*What the exercise asks*. Below are the records; count how many of their lines hold the string "Note" and give the number alone.

*Entries shown*.

====

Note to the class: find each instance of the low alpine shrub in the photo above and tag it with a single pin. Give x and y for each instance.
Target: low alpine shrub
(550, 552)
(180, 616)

====

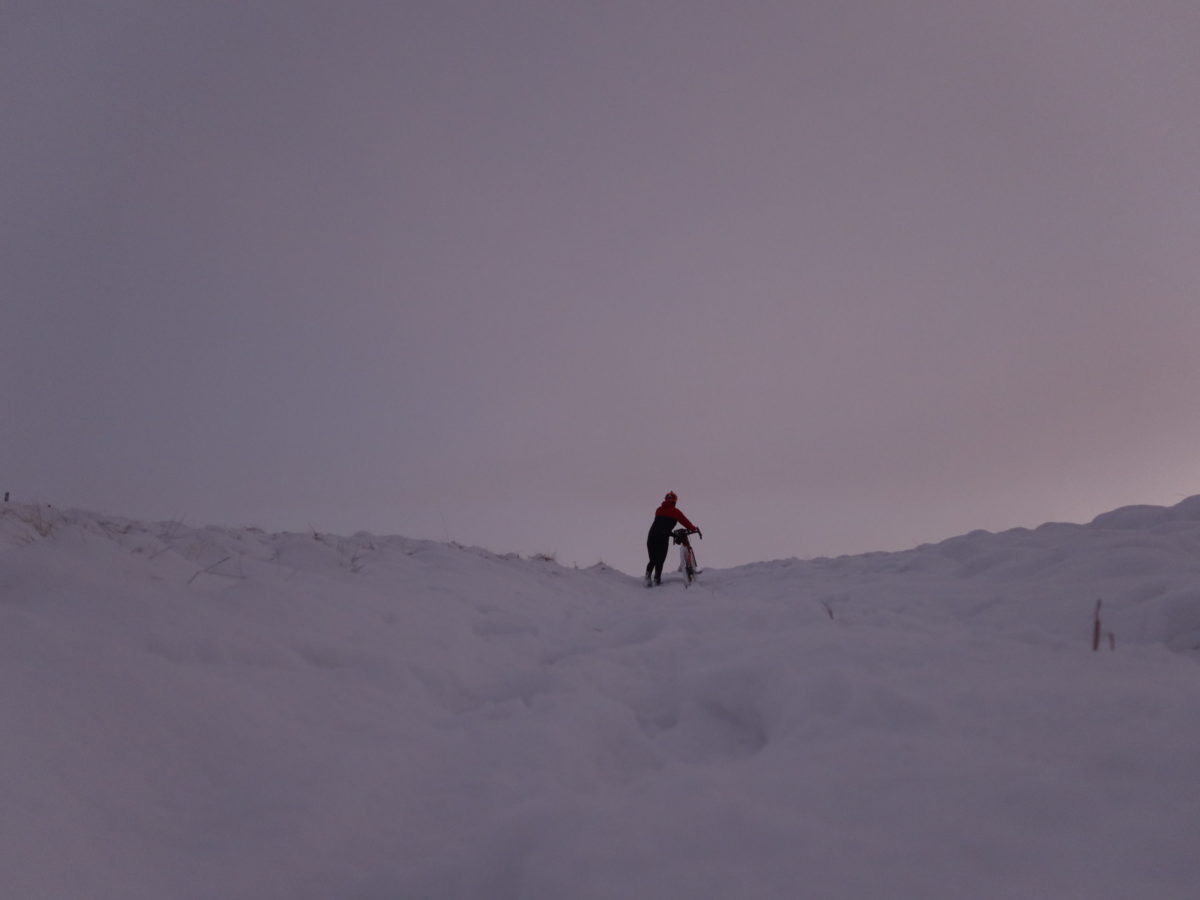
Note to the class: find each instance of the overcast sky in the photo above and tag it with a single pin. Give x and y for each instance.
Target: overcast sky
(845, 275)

====

*Response area*. 2